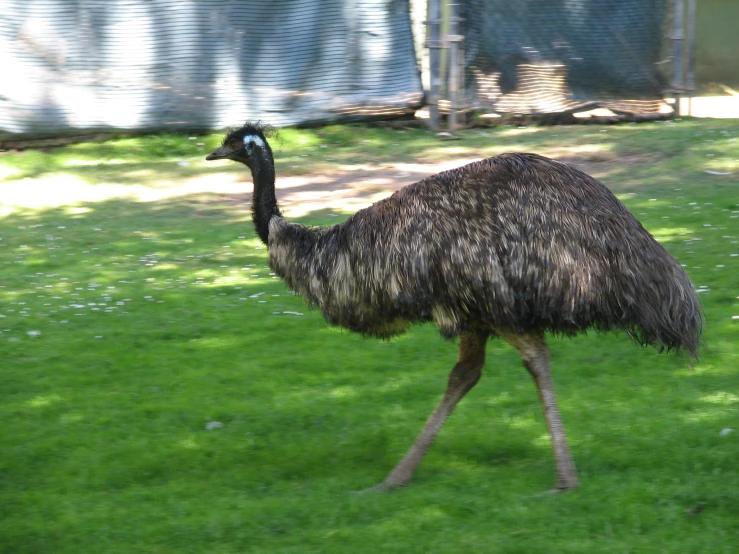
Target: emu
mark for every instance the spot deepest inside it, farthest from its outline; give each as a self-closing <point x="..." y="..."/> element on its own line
<point x="512" y="246"/>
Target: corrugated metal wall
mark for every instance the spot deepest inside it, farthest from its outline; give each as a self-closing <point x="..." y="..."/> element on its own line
<point x="79" y="66"/>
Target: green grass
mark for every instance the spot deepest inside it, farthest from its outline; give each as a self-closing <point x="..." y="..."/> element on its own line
<point x="126" y="326"/>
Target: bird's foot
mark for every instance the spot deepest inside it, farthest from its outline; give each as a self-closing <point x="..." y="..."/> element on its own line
<point x="560" y="488"/>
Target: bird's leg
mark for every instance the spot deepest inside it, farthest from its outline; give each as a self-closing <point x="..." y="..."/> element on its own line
<point x="535" y="355"/>
<point x="463" y="377"/>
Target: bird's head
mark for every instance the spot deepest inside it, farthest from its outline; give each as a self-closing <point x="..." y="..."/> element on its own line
<point x="244" y="144"/>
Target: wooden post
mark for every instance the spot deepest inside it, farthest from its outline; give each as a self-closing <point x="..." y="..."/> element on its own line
<point x="678" y="79"/>
<point x="453" y="67"/>
<point x="433" y="43"/>
<point x="690" y="47"/>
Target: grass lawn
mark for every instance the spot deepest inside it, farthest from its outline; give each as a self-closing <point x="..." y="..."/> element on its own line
<point x="162" y="392"/>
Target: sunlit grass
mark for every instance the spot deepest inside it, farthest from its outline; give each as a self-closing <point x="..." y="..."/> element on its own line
<point x="131" y="323"/>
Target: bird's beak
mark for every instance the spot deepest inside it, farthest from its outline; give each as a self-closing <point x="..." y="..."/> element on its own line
<point x="217" y="154"/>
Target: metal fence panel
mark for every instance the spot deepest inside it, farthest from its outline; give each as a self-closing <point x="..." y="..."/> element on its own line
<point x="544" y="56"/>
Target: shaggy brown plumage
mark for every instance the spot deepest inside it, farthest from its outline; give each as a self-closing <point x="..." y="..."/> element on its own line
<point x="515" y="245"/>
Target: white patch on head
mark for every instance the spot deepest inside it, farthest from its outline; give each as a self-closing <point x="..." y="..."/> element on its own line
<point x="256" y="139"/>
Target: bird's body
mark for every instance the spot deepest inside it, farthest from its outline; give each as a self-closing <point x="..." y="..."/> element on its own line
<point x="512" y="246"/>
<point x="517" y="242"/>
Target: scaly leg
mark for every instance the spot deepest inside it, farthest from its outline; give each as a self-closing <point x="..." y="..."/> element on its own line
<point x="535" y="355"/>
<point x="463" y="377"/>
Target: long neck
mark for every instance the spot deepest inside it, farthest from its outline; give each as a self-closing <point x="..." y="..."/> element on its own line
<point x="264" y="202"/>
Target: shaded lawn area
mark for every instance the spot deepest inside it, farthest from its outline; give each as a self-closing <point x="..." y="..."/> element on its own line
<point x="127" y="327"/>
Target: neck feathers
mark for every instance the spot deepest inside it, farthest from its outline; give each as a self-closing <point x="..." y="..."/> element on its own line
<point x="264" y="201"/>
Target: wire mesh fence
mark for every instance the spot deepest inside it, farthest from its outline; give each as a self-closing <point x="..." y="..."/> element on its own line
<point x="543" y="57"/>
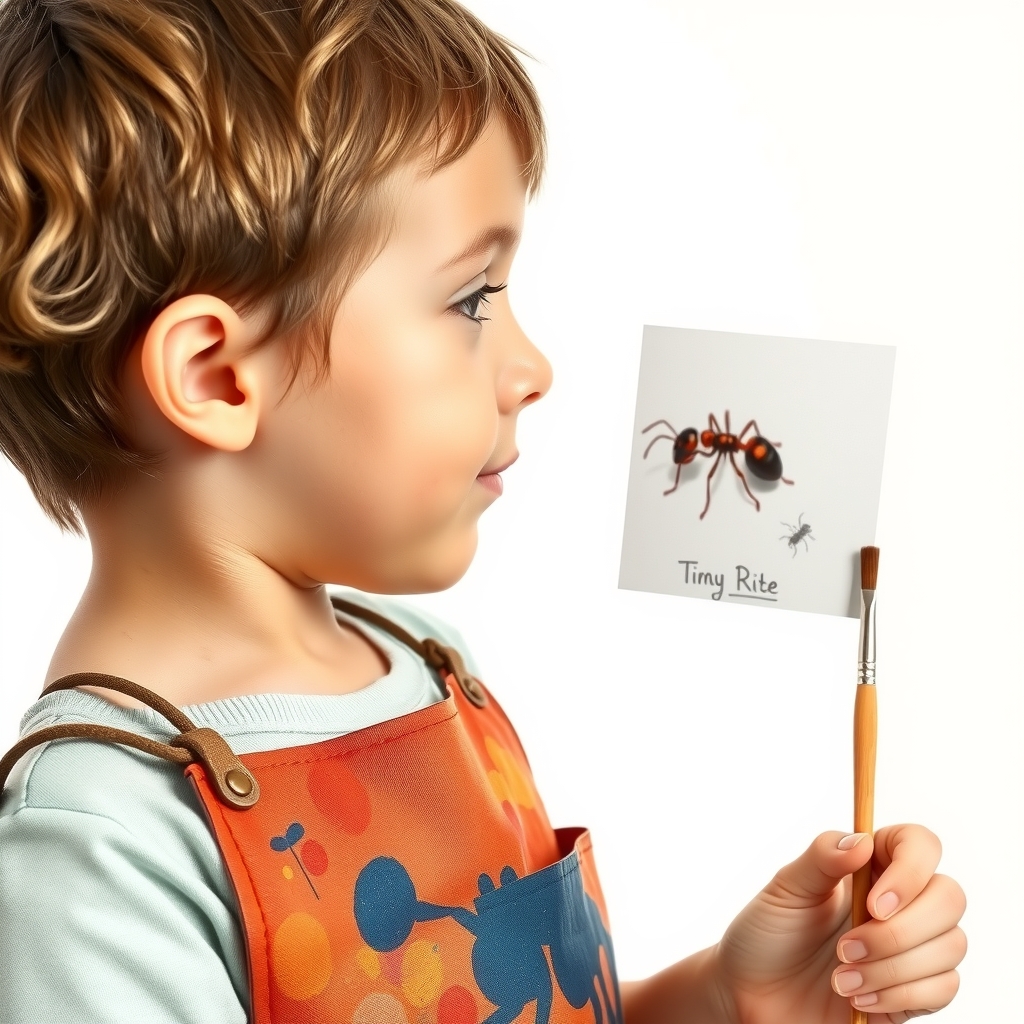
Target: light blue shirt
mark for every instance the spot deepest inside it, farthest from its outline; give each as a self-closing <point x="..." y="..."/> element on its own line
<point x="115" y="904"/>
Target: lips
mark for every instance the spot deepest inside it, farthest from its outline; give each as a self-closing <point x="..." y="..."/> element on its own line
<point x="488" y="471"/>
<point x="491" y="478"/>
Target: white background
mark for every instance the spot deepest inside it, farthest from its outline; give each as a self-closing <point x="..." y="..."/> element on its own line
<point x="808" y="169"/>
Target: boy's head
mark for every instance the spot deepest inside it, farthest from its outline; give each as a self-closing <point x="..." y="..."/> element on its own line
<point x="256" y="154"/>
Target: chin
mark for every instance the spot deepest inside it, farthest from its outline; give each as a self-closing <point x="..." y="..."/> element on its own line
<point x="437" y="567"/>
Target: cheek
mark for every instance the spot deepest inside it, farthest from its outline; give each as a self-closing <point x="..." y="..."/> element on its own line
<point x="394" y="454"/>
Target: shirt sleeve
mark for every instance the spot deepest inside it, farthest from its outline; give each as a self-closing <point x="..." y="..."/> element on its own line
<point x="109" y="921"/>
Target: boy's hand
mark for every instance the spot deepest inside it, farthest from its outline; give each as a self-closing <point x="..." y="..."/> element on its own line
<point x="791" y="956"/>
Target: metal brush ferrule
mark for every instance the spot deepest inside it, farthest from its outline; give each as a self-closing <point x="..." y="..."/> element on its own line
<point x="865" y="664"/>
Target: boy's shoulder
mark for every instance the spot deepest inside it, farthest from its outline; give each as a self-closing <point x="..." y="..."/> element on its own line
<point x="104" y="778"/>
<point x="413" y="619"/>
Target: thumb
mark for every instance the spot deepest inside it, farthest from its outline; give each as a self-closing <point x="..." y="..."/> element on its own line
<point x="815" y="872"/>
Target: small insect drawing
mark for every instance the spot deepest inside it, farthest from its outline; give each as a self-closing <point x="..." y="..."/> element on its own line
<point x="759" y="453"/>
<point x="799" y="534"/>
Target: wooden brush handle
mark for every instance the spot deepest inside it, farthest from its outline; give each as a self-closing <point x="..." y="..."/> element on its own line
<point x="865" y="720"/>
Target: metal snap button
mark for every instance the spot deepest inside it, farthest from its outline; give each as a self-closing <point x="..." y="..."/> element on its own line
<point x="239" y="782"/>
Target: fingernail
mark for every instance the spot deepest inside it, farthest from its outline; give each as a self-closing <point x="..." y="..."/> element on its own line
<point x="852" y="950"/>
<point x="849" y="842"/>
<point x="886" y="905"/>
<point x="847" y="981"/>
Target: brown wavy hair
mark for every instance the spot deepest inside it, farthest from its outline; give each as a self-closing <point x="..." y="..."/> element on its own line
<point x="153" y="148"/>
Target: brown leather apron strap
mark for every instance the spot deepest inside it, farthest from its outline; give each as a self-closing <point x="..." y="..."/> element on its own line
<point x="229" y="778"/>
<point x="443" y="659"/>
<point x="172" y="713"/>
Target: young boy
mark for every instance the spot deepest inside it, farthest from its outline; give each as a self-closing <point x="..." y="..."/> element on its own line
<point x="255" y="337"/>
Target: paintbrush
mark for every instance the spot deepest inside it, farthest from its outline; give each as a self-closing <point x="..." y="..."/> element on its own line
<point x="865" y="720"/>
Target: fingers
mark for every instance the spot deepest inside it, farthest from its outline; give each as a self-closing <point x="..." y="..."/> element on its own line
<point x="935" y="911"/>
<point x="925" y="995"/>
<point x="814" y="875"/>
<point x="898" y="982"/>
<point x="908" y="856"/>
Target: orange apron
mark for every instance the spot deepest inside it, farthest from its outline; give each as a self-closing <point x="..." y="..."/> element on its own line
<point x="404" y="873"/>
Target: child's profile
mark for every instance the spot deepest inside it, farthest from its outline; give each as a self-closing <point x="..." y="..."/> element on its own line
<point x="256" y="340"/>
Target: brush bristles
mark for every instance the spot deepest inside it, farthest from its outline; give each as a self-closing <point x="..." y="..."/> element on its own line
<point x="868" y="567"/>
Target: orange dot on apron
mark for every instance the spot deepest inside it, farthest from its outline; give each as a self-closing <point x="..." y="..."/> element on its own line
<point x="300" y="956"/>
<point x="421" y="973"/>
<point x="313" y="857"/>
<point x="370" y="962"/>
<point x="339" y="796"/>
<point x="457" y="1006"/>
<point x="379" y="1008"/>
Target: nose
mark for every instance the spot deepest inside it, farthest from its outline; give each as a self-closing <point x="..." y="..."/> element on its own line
<point x="523" y="374"/>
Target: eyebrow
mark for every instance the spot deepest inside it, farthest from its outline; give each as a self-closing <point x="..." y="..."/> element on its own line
<point x="504" y="236"/>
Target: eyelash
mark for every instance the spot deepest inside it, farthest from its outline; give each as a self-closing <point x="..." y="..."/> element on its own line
<point x="473" y="301"/>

______

Output exactly the lines between the one containing "Target: paintbrush" and the final line above, both inclusive.

**REPLY TO THE TASK**
Target: paintbrush
mark for every instance the spot deepest inside it, farthest from its outline; give each as a self-closing <point x="..." y="..."/> element on its own line
<point x="865" y="720"/>
Target: fingers
mark for every instance the spot deepest inside it, farthest from its outline; give each as a self-closing <point x="..." y="..."/> element on its own line
<point x="935" y="911"/>
<point x="925" y="995"/>
<point x="814" y="875"/>
<point x="898" y="982"/>
<point x="908" y="856"/>
Target: orange apron
mark for every instance the spot deepest inside it, farthest from its outline; give each as a self-closing <point x="..." y="..."/> element on its own line
<point x="404" y="873"/>
Target: child's profile
mark for every instance the spot deepest inside it, farthest from its outline; give each as a self-closing <point x="..." y="..."/> element on its own line
<point x="256" y="340"/>
Target: brush bristles
mark for every instance the spot deepest inside it, farthest from its outline; give each as a self-closing <point x="..." y="..."/> element on its own line
<point x="868" y="567"/>
Target: orange dot on apron
mark for every instance the spot deepest inside it, farthest from its outline; give each as a self-closing <point x="..." y="..."/> element on its own line
<point x="300" y="956"/>
<point x="421" y="973"/>
<point x="313" y="857"/>
<point x="370" y="962"/>
<point x="339" y="796"/>
<point x="457" y="1006"/>
<point x="379" y="1008"/>
Target: nose
mark for every instance the spot deepest inside it, farthest from its outline; give each as a self-closing <point x="..." y="..."/> element on its own line
<point x="523" y="374"/>
Target: eyebrow
mark for every instance the spot deepest inside it, farthest from its outline; give each as a self-closing <point x="..." y="..."/> element on its own line
<point x="504" y="236"/>
Target: eyelash
mark for every instance the spot deepest inside it, farthest from its outline; give each as a self-closing <point x="..." y="..."/> element on its own line
<point x="473" y="301"/>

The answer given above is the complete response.